Description of the task. Reproduction without pictures: print every entry precisely as written.
━━━━━ Records provided ━━━━━
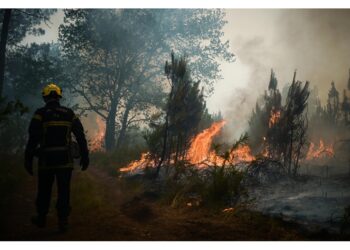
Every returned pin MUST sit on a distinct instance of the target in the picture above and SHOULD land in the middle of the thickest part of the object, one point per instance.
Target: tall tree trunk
(110, 127)
(162, 157)
(3, 41)
(122, 132)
━━━━━
Your response.
Every returned pin MUST sit on a distinct instance of the target in the picture above and SHOULD land in the middle of the thickest part of the object, one point per instance.
Target: tall tree trunk
(110, 127)
(162, 157)
(3, 41)
(122, 132)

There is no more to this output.